INPUT ROWS
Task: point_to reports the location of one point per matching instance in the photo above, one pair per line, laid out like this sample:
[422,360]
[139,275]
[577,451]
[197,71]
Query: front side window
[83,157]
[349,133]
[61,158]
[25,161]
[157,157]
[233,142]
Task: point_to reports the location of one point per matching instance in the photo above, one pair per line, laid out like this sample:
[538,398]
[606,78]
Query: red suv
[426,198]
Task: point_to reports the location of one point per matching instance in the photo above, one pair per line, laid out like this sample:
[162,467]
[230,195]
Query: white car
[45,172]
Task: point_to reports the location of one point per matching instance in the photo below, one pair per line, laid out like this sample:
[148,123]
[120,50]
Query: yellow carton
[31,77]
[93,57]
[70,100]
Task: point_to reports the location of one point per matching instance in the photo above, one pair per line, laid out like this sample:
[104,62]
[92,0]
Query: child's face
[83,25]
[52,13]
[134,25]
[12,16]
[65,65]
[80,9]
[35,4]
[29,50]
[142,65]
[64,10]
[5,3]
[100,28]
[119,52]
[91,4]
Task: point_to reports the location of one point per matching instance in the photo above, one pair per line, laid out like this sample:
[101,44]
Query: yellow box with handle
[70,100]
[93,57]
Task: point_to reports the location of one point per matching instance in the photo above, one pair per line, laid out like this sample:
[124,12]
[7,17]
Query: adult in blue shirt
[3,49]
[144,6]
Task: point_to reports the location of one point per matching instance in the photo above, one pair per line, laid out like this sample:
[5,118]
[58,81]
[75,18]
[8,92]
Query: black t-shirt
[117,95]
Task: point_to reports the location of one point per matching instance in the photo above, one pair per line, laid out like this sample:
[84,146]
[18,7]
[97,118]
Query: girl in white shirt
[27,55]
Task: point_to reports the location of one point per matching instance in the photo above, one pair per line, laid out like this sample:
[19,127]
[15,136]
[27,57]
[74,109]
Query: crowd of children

TASK TO CARRY OUT
Rewrite every row above with "Query" changed to "Target" wherever it occurs, keeping everything else the same.

ANSWER IN FULL
Task: point_to reports the location of one point per matching instance in the photo above, one pair per line, laid out like this sample:
[422,360]
[139,275]
[577,451]
[197,71]
Target: front side window
[83,157]
[349,133]
[61,158]
[25,161]
[157,157]
[233,142]
Task: point_to reports the location of one point per matching instance in the photo above, one pair per line, laid out like this sample:
[538,398]
[606,78]
Target: red suv
[426,198]
Task: point_to reports the location of one point per matching instance in the photo above, one pair per line, laid out like this sample:
[162,467]
[230,195]
Target: white car
[45,172]
Task: point_to reports the location of one point per matching instance in the photo below, one pair per line, laid out like this sample:
[148,123]
[120,50]
Target: yellow carton
[31,77]
[93,57]
[70,100]
Task: point_to reports the location of one point per matching instance in the photo above, one pair per line, laid out like this sample:
[104,62]
[92,0]
Target: child's face
[83,25]
[52,13]
[134,25]
[12,16]
[65,65]
[80,9]
[35,4]
[29,50]
[142,65]
[64,10]
[5,3]
[100,28]
[119,52]
[91,4]
Task: point_to reports the location of one point per matching instance in the photo above, one pair per line, laid out like this sample:
[101,44]
Target: yellow box with handle
[70,100]
[93,57]
Task: point_to reports the location of one point per matching instance in the photo above, one pair per line, laid out like this sample:
[124,12]
[7,17]
Target: adult in blue shirt
[3,49]
[144,6]
Task: point_to reports the location of one point per matching instance in the photo above, one pair per line, laid out like this sample:
[5,118]
[58,81]
[75,18]
[8,92]
Target: black t-shirt
[117,95]
Task: point_to reports the location of one point per matching instance in the photo above, one pair per line, laid out like this sample:
[84,146]
[18,7]
[97,118]
Target: girl in white shirt
[27,55]
Task: point_to reports the location of one point per matching instance in the photo above, one pair per line, laid out like this sample:
[19,127]
[15,136]
[27,57]
[74,109]
Target: crowd of children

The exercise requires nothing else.